>> BEGIN MATERIAL PROVIDED

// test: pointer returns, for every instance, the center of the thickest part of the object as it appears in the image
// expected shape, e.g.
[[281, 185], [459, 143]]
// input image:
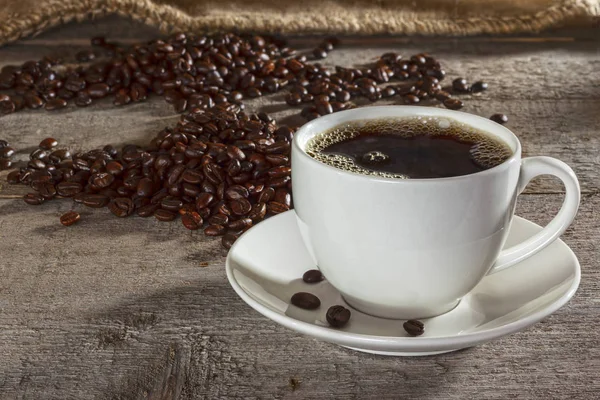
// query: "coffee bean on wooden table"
[[307, 301], [34, 199], [95, 200], [499, 118], [48, 144], [414, 327], [69, 218], [312, 276], [164, 215], [229, 167], [215, 230], [68, 189], [121, 206], [13, 177], [338, 316], [5, 163], [6, 152], [192, 220], [460, 85], [479, 86]]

>> END MATERIAL PROVIDED

> **OBJECTIVE**: Can you quote all the records above word for word, leaving the pictures out?

> **EXERCISE RESULT**:
// test: pointer returns, for every instance, the center of the thickest part of the object as it appears in the image
// expected shape, e.g.
[[281, 185], [459, 143]]
// input image:
// query: "coffee bean on wooden table"
[[307, 301], [34, 199], [95, 200], [499, 118], [48, 144], [414, 327], [69, 218], [312, 276], [164, 215], [229, 167], [215, 230], [68, 189], [121, 206], [13, 177], [338, 316], [5, 163], [6, 152], [192, 220], [460, 85], [479, 86]]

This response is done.